## Text excerpt

** START **

= Semigroup with involution =

Semigroup in abstract algebra

In mathematics, particularly in abstract algebra, a semigroup with involution, or a *-semigroup, is a semigroup equipped with an involutive anti-automorphism, which—roughly speaking—brings it closer to a group because this involution, considered as unary operator, exhibits certain fundamental properties of the operation of taking the inverse in a group:

- Uniqueness
- Double application "cancelling itself out".
- The same interaction law with the binary operation as in the case of the group inverse.

It is thus not a surprise that any group is a semigroup with involution. However, there are significant natural examples of semigroups with involution that are not groups.

An example from linear algebra is a set of real-valued n-by-n square matrices with the matrix-transpose as the involution. The map which sends a matrix to its transpose is an involution because the transpose is well defined for any matrix and obeys the law (AB)^{T} = B^{T}A^{T}, which has the same form of interaction with multiplication as taking inverses has in the general linear group (which is a subgroup of the full linear monoid). However, for an arbitrary matrix, AA^{T} does not equal the identity element (namely the diagonal matrix). Another example, coming from formal language theory, is the free semigroup generated by a nonempty set (an alphabet), with string concatenation as the binary operation, and the involution being the map which reverses the linear order of the letters in a string. A third example, from basic set theory, is the set of all binary relations between a set and itself, with the involution being the converse relation, and the multiplication given by the usual composition of relations.

Semigroups with involution appeared explicitly named in a 1953 paper of Viktor Wagner (in Russian) as result of his attempt to bridge the theory of semigroups with that of semiheaps.

==Formal definition==
Let S be a semigroup with its binary operation written multiplicatively. An involution in S is a unary operation * on S (or, a transformation * : S → S, x ↦ x*) satisfying the following conditions:
1. For all x in S, (x*)* = x.
2. For all x, y in S we have (xy)* = y*x*.

The semigroup S with the involution * is called a semigroup with involution.

Semigroups that satisfy only the first of these axioms belong to the larger class of U-semigroups.

In some applications, the second of these axioms has been called antidistributive. Regarding the natural philosophy of this axiom, H.S.M. Coxeter remarked that it "becomes clear when we think of [x] and [y] as the operations of putting on our socks and shoes, respectively."

==Examples==
1. If S is a commutative semigroup then the identity map of S is an involution.
2. If S is a group then the inversion map * : S → S defined by x* = x^{−1} is an involution. Furthermore, on an abelian group both this map and the one from the previous example are involutions satisfying the axioms of semigroup with involution.

** END **

## Excerpted data
** START **

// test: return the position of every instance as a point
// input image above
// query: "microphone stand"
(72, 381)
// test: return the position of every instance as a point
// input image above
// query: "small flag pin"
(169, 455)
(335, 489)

** END **

## Jobs
**A)** Write out all the rows above again, request lines included, and shift every point coordinate in their answers by -42.
**B)** Resume the text on semigroups with involution, continuing from its last sentence.

## Final answers
**A)**
// test: return the position of every instance as a point
// input image above
// query: "microphone stand"
(30, 339)
// test: return the position of every instance as a point
// input image above
// query: "small flag pin"
(127, 413)
(293, 447)

**B)**
3. If S is an inverse semigroup then the inversion map is an involution which leaves the idempotents invariant. As noted in the previous example, the inversion map is not necessarily the only map with this property in an inverse semigroup. There may well be other involutions that leave all idempotents invariant; for example the identity map on a commutative regular, hence inverse, semigroup, in particular, an abelian group. A regular semigroup is an inverse semigroup if and only if it admits an involution under which each idempotent is an invariant.
4. Underlying every C*-algebra is a *-semigroup. An important instance is the algebra M_{n}(C) of n-by-n matrices over C, with the conjugate transpose as involution.
5. If X is a set, the set of all binary relations on X is a *-semigroup with the * given by the converse relation, and the multiplication given by the usual composition of relations. This is an example of a *-semigroup which is not a regular semigroup.
6. If X is a set, then the set of all finite sequences (or strings) of members of X forms a free monoid under the operation of concatenation of sequences, with sequence reversal as an involution.
7. A rectangular band on a Cartesian product of a set A with itself, i.e. with elements from A × A, with the semigroup product defined as (a, b)(c, d) = (a, d), with the involution being the order reversal of the elements of a pair (a, b)* = (b, a). This semigroup is also a regular semigroup, as all bands are.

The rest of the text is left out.